"""
Wrappers for mean-field policies. 
"""
from typing import Any
import jax.numpy as jnp

from mfax.algos.hsm.utils.mf_policy_wrappers import MeanFieldPolicy, RecurrentMeanFieldPolicy
from mfax.algos.hsm.utils.mf_value_wrappers import MeanFieldValue, RecurrentMeanFieldValue
from mfax.algos.hsm.utils.mf_qnet_wrappers import MeanFieldQNet, RecurrentMeanFieldQNet

# --- agent-wrapper ---
class MFActorWrapper:

    def __init__(
        self,
        mf_policy: MeanFieldPolicy,
        mf_params: dict,
        obs_normalizer: Any,
        normalize_obs: bool,
        local_s_normalizer: Any,
        normalize_local_s: bool):
        self.mf_policy = mf_policy
        self.mf_params = mf_params
        self.obs_normalizer = obs_normalizer
        self.normalize_obs = normalize_obs
        self.local_s_normalizer = local_s_normalizer
        self.normalize_local_s = normalize_local_s

    def __call__(self, local_states, global_obs, mf_params=None):
        if mf_params is None:
            mf_params = self.mf_params
        global_obs = self.obs_normalizer(global_obs, self.normalize_obs)
        local_states = self.local_s_normalizer(local_states, self.normalize_local_s)
        prob_a = self.mf_policy.dist_prob(mf_params, local_states, global_obs)

▶ [What to produce] Pick up the Python module of mean-field policy wrappers after its last line and keep writing it.

▶ [Information]

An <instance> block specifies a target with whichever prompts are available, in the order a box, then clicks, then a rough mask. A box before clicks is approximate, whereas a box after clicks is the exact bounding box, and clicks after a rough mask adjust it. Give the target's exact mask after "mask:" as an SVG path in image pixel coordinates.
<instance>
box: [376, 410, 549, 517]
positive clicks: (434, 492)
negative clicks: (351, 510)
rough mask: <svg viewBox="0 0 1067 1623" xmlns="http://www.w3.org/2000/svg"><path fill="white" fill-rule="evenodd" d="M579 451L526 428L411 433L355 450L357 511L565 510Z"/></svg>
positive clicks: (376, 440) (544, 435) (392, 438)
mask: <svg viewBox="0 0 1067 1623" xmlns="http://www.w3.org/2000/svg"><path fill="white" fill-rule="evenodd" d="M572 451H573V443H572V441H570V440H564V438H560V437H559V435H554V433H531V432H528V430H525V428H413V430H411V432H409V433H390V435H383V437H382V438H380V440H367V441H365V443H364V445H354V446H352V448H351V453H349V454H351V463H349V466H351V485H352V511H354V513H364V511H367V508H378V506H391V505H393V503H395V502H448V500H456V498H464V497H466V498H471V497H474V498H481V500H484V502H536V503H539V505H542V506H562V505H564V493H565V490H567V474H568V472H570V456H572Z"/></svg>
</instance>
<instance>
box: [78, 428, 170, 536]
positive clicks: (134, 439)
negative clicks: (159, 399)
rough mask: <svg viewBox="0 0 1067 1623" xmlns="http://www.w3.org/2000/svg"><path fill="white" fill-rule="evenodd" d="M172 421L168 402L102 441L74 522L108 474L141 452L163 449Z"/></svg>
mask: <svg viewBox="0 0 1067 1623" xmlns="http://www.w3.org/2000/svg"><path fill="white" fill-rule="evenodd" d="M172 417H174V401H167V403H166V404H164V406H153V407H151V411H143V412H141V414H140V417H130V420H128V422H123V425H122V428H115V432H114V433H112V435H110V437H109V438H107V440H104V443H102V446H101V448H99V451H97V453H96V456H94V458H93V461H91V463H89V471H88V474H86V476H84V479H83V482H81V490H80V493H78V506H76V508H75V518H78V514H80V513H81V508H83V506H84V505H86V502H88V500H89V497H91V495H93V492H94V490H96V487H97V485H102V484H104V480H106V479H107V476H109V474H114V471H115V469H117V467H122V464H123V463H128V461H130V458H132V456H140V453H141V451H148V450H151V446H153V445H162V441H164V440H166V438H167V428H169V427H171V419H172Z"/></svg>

▶ [Final answer]
        return prob_a


class MFRecurrentActorWrapper:

    def __init__(
        self,
        mf_policy: RecurrentMeanFieldPolicy,
        mf_params: dict,
        obs_normalizer: Any,
        normalize_obs: bool,
        local_s_normalizer: Any,
        normalize_local_s: bool,
    ):
        self.mf_policy = mf_policy
        self.mf_params = mf_params
        self.obs_normalizer = obs_normalizer
        self.normalize_obs = normalize_obs
        self.local_s_normalizer = local_s_normalizer
        self.normalize_local_s = normalize_local_s
        self.hidden_size = mf_policy.global_encoder.hidden_size

    def init_hidden(self, batch_size: int) -> jnp.ndarray:
        return self.mf_policy.init_hidden(batch_size, self.hidden_size)

    def __call__(self, local_states, global_obs, hidden_state, done=None, mf_params=None):
        if mf_params is None:
            mf_params = self.mf_params
        if done is None:
            done = jnp.zeros((global_obs.shape[0],), dtype=bool)
        global_obs = self.obs_normalizer(global_obs, self.normalize_obs)
        local_states = self.local_s_normalizer(local_states, self.normalize_local_s)
        prob_a, next_hidden = self.mf_policy.dist_prob(
            mf_params, local_states, global_obs, hidden_state, done
        )
        return prob_a, next_hidden


class MFQNetWrapper:

    def __init__(
        self,
        mf_qnet: MeanFieldQNet,
        mf_params: dict, 
        obs_normalizer: Any,
        normalize_obs: bool,
        local_s_normalizer: Any,
        normalize_local_s: bool
    ):
        self.mf_qnet = mf_qnet
        self.mf_params = mf_params
        self.obs_normalizer = obs_normalizer
        self.normalize_obs = normalize_obs
        self.local_s_normalizer = local_s_normalizer
        self.normalize_local_s = normalize_local_s

    def __call__(self, local_obs, global_obs):
        global_obs = self.obs_normalizer(global_obs, self.normalize_obs)
        local_obs = self.local_s_normalizer(local_obs, self.normalize_local_s)
        mat_q, prob_a = self.mf_qnet.softmax(self.mf_params, local_obs, global_obs)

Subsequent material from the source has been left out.